◆ EXTRAIT SOURCE:
******

Prétextant un accident du travail, un salarié a été arrêté plusieurs mois, avec l’aval d’un médecin généraliste peu regardant, estime l’entreprise. La PME a saisi un tribunal spécialisé.
Frédéric (1) y est embauché en 2010 comme tôlier-soudeur. Le salarié a demandé un aménagement de ses horaires pour pouvoir mener, en parallèle, la construction de sa maison. Le lundi 25 février, de retour de week-end, il se plaint d’avoir mal au dos et semble boiter. Mais il accomplit normalement ses tâches.
Le lendemain, il ne vient pas et fournit un arrêt maladie jusqu’au 1er mars. Prolongé jusqu’au 11 avril. Puis envoie un nouvel arrêt, fin mars, où le médecin mentionne que l’arrêt est consécutif à un accident de travail… survenu le mercredi 20 février. « Un faux, grossièrement raturé » estime Me Claire Voivenel, avocate de la société.

******

◆ DONNÉES FOURNIES:
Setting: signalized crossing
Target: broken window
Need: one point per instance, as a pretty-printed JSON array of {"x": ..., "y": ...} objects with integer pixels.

******

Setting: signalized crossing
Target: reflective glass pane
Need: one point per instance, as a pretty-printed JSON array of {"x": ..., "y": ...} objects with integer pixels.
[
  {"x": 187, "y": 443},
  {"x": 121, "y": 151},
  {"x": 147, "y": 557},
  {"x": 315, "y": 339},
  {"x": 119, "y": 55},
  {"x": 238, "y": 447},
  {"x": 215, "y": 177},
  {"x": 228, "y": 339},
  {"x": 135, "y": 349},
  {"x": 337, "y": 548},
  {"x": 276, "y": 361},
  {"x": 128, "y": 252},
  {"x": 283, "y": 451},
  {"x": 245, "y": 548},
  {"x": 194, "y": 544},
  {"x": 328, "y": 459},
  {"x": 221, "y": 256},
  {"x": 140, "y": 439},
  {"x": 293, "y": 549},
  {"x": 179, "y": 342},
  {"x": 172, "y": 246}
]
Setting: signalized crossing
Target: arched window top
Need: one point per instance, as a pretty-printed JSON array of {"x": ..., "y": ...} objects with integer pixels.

******

◆ ACTION DEMANDÉE 1: D'après l'extrait source sur l'arrêt de travail contesté, à quel poste Frédéric a-t-il été embauché en 2010 ?
◆ ACTION DEMANDÉE 2: Reproduisez le passage de l'extrait source qui va de « Prétextant un accident » jusqu'à « normalement ses tâches. ».

◆ RÉSULTAT OBTENU 1: Il a été embauché comme tôlier-soudeur.

◆ RÉSULTAT OBTENU 2:
Prétextant un accident du travail, un salarié a été arrêté plusieurs mois, avec l’aval d’un médecin généraliste peu regardant, estime l’entreprise. La PME a saisi un tribunal spécialisé.
Frédéric (1) y est embauché en 2010 comme tôlier-soudeur. Le salarié a demandé un aménagement de ses horaires pour pouvoir mener, en parallèle, la construction de sa maison. Le lundi 25 février, de retour de week-end, il se plaint d’avoir mal au dos et semble boiter. Mais il accomplit normalement ses tâches.